Print each entry as it appears. Images stay out of the copy.

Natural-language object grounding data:

-*-

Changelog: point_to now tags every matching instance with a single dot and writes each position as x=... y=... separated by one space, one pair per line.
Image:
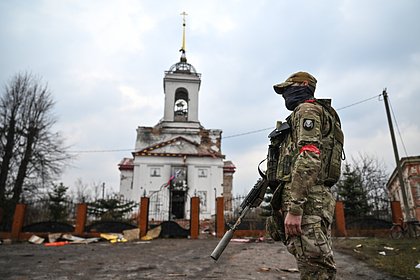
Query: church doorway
x=178 y=199
x=178 y=193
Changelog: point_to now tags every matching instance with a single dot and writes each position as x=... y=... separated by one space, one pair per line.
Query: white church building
x=178 y=158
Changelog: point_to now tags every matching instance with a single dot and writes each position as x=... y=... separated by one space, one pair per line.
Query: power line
x=246 y=133
x=398 y=128
x=229 y=136
x=359 y=102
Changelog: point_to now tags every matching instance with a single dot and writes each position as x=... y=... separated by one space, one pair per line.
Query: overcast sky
x=104 y=62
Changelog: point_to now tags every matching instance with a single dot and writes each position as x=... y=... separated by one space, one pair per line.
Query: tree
x=31 y=154
x=362 y=187
x=111 y=208
x=58 y=203
x=351 y=191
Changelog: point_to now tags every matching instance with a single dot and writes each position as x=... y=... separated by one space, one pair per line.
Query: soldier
x=307 y=164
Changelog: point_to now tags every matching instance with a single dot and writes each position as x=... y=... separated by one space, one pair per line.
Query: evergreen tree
x=265 y=205
x=350 y=189
x=58 y=203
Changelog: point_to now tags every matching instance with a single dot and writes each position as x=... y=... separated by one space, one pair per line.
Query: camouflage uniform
x=302 y=190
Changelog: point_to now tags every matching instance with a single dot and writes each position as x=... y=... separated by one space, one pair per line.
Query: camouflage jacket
x=300 y=161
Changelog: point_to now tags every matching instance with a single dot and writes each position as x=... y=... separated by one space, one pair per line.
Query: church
x=178 y=158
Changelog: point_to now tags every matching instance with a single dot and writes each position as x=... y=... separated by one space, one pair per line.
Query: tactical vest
x=282 y=151
x=332 y=146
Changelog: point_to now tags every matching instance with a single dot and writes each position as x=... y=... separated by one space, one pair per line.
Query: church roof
x=126 y=164
x=178 y=147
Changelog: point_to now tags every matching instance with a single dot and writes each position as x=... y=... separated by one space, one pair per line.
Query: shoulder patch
x=308 y=124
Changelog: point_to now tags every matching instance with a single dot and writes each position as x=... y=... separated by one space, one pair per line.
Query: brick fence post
x=195 y=217
x=220 y=217
x=81 y=215
x=18 y=220
x=340 y=220
x=144 y=216
x=396 y=212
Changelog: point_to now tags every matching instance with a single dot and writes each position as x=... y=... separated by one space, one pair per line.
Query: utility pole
x=397 y=159
x=103 y=190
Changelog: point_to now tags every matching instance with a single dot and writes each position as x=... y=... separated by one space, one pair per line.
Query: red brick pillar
x=220 y=217
x=195 y=217
x=340 y=220
x=81 y=215
x=1 y=215
x=18 y=220
x=144 y=216
x=396 y=212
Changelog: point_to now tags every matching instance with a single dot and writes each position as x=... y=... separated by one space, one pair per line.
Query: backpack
x=332 y=146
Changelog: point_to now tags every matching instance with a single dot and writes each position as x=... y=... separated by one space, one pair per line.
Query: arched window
x=181 y=105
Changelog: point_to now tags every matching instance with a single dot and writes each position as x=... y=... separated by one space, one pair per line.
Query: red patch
x=310 y=148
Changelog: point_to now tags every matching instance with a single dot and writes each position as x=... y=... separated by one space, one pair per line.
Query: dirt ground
x=162 y=259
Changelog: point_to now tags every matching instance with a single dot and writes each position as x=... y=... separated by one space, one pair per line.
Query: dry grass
x=397 y=257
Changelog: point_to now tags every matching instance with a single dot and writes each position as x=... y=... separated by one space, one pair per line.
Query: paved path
x=162 y=259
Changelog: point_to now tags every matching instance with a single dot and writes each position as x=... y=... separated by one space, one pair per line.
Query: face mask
x=294 y=95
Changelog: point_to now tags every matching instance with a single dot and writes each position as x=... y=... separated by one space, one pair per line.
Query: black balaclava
x=294 y=95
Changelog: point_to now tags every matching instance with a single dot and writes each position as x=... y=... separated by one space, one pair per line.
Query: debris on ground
x=56 y=244
x=53 y=237
x=292 y=270
x=152 y=234
x=264 y=269
x=79 y=240
x=34 y=239
x=113 y=237
x=131 y=234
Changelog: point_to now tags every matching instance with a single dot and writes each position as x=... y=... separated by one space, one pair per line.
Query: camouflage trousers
x=313 y=249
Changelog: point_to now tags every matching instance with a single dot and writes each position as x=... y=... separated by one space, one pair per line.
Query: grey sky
x=104 y=61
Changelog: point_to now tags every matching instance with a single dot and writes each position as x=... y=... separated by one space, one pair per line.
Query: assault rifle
x=252 y=200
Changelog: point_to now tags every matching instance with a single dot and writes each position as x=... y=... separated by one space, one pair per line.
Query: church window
x=418 y=191
x=155 y=172
x=181 y=105
x=203 y=200
x=202 y=172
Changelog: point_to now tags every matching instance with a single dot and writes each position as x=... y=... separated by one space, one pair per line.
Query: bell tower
x=181 y=85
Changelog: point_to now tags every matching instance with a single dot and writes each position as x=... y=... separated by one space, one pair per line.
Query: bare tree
x=31 y=154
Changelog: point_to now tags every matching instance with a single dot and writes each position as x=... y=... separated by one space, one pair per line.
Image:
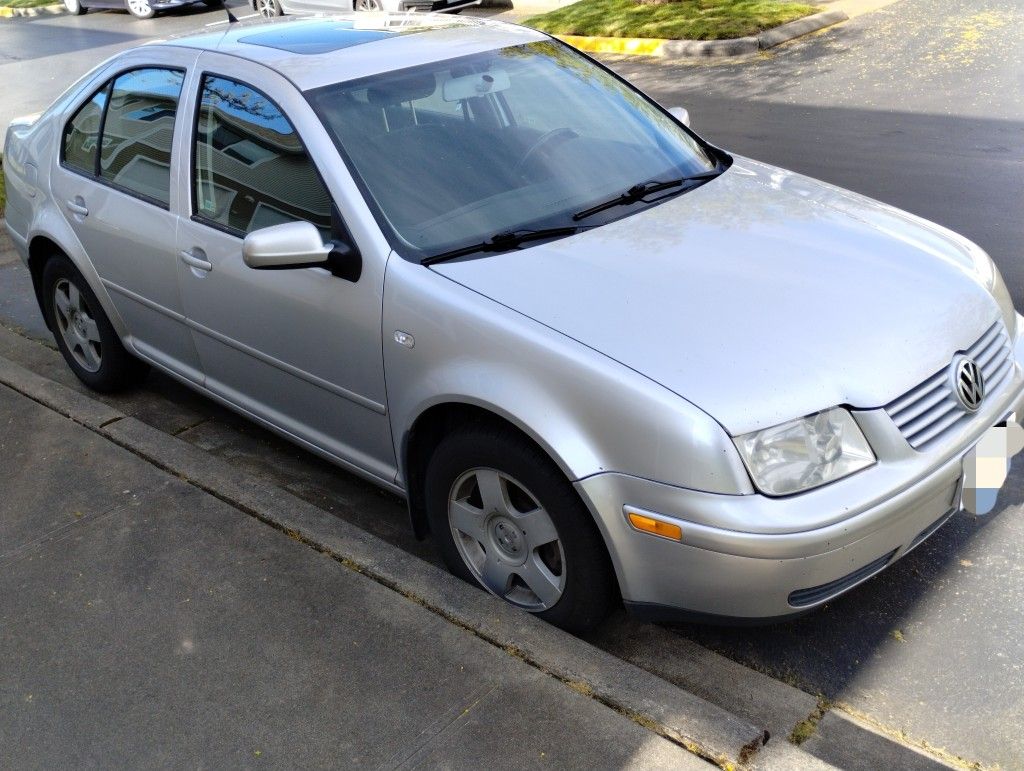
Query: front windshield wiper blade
x=639 y=191
x=503 y=242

-*-

ANSWER:
Changelog: point_to now tags every matching instance with a single dot and writes each position as x=... y=... separated by one space, one pair per line.
Image:
Query: church doorway
x=178 y=199
x=178 y=193
Changelog: point_to now tags every matching instance with a single dot and writes each position as x=... y=... separated by one space, one pair per line.
Query: white church building
x=178 y=158
Changelog: point_to now tags every matching instance with a single dot and writes each position as x=... y=... separated by one space, one pair per line.
Query: power line
x=246 y=133
x=398 y=128
x=229 y=136
x=359 y=102
Changelog: point_to now tags every matching instance with a single dot and writes each position as x=... y=... separated by one space, one pair per line.
Query: overcast sky
x=104 y=62
Changelog: point_to now tags every matching instance with a single dot and writes each position as x=... y=... separated by one space, one pair per line.
Query: tree
x=31 y=154
x=362 y=187
x=111 y=208
x=58 y=203
x=351 y=191
Changelog: point_to now tags every matching instance with a single dot and writes each position as x=... y=... separated by one space, one pair per line.
Query: soldier
x=307 y=164
Changelog: point_to now tags every matching instance with a single dot and writes each position as x=... y=... separated by one space, one pair per line.
Query: evergreen tree
x=265 y=205
x=350 y=189
x=58 y=203
Changelog: point_to now tags every matching instance with a single dot and writes each position as x=... y=... separated by one space, one pair per line.
Query: camouflage uniform
x=302 y=190
Changelog: point_to now tags every matching instance with a single dot and writes each position as x=... y=... separated by one space, one pair per line.
Query: camouflage jacket
x=300 y=161
Changelog: point_to now tags every matching instance with a single dot and writes each position as x=... y=... separated by one space, one pair per line.
Query: church
x=178 y=158
Changelog: point_to now tags every matching instance with a single dot and writes each position as x=... y=... separated by one space, one pair per line.
Query: tactical vest
x=282 y=151
x=332 y=146
Changelog: point_to now tags every matching instance with a single dot and writes each position as x=... y=... separated by one space, one pair per line.
Query: church roof
x=126 y=164
x=178 y=147
Changelog: point_to now tags every matching instance with a single dot and writes each position as x=... y=... separated by one space, one pair per line.
Query: shoulder patch
x=308 y=124
Changelog: point_to now tags every matching instance with a single dot and writes each position as x=... y=... separated by one space, one pair per line.
Query: brick fence post
x=195 y=217
x=220 y=217
x=81 y=215
x=18 y=220
x=340 y=220
x=144 y=216
x=396 y=212
Changelog: point_to now tags every matching instance with a single dot and writes each position as x=... y=... separated by one space, one pair per line.
Query: utility pole
x=397 y=159
x=103 y=190
Changelog: point_to now tags every matching instance with a single dot and writes each position as x=... y=... separated by one space, one pair per line.
Query: red brick pillar
x=220 y=217
x=195 y=217
x=340 y=220
x=81 y=215
x=1 y=215
x=18 y=220
x=144 y=216
x=396 y=212
Changelog: point_to now tags every matching instance with a single dot and writes each position as x=... y=... separated by one space, one pair per line.
Query: backpack
x=332 y=146
Changelog: point_to now tags every matching instance with a single dot and writes each position as x=... y=... separated by one space, one pair per line.
Query: arched window
x=181 y=105
Changelog: point_to now tags every matching instance with a single dot and writes each position as x=... y=... separated by one space, one pair per line.
Query: red patch
x=310 y=148
Changelog: point_to now tags every matching instance with a single dot and writes each position as x=... y=... separated by one space, one pair per line.
Query: dirt ground
x=162 y=259
Changelog: point_to now tags every matching instance with a single dot and writes each position as x=... y=... separated by one space, one pair per line.
Query: dry grass
x=397 y=257
Changelog: point_to now tags every matching instance with a single dot and writes each position as x=... y=... separated by one space, one pair per line.
Query: paved path
x=162 y=259
Changelog: point_to now tags every matching instance with a single dot and writes each position as x=... y=... separated by one space, one pair per line.
Query: face mask
x=294 y=95
Changelog: point_to now tags every matching instance with a single dot and writes each position as x=... y=... separated by one space, one pair per line.
Query: black balaclava
x=294 y=95
Changelog: point_to now tags every matching instance with a single dot and writes each position as x=... y=... separated by one space, one pair per line.
Query: debris on ground
x=56 y=244
x=53 y=237
x=292 y=270
x=152 y=234
x=264 y=269
x=79 y=240
x=34 y=239
x=113 y=237
x=131 y=234
Changelog: point_to now tags every matching instance with a single dot and writes each position as x=... y=... separated by one space, one pair per line.
Query: camouflage trousers
x=313 y=249
Changelog: point_to now tags every matching instance with a single dot and writes each position as x=... y=... separated by one space, one pair per line.
Query: grey sky
x=104 y=61
Changelog: point_to now tags every matching instance with a single dot and writes each position as x=... y=... separated by one space, one pair per line.
Query: assault rifle
x=252 y=200
Changelog: point_to now tags every matching instance with a single dot and writes each position as x=... y=... separated by one space, one pair per line.
Query: church window
x=418 y=191
x=155 y=172
x=181 y=105
x=203 y=200
x=202 y=172
Changelog: point_to now tags every matching instance with a single dot and writes each position as x=... y=... separated by one space, one pair per line.
Query: bell tower
x=181 y=85
Changelog: point_to now tags every matching instance with a single dot and writes each position as x=... y=... separated by one space, one pair per line.
Query: bare tree
x=31 y=154
Changelog: point_to now tags every matching instance with a single dot and writes each position as x=... y=... separated by one space, one pair per line.
Image:
Query: front windshield wiper blade
x=639 y=191
x=503 y=242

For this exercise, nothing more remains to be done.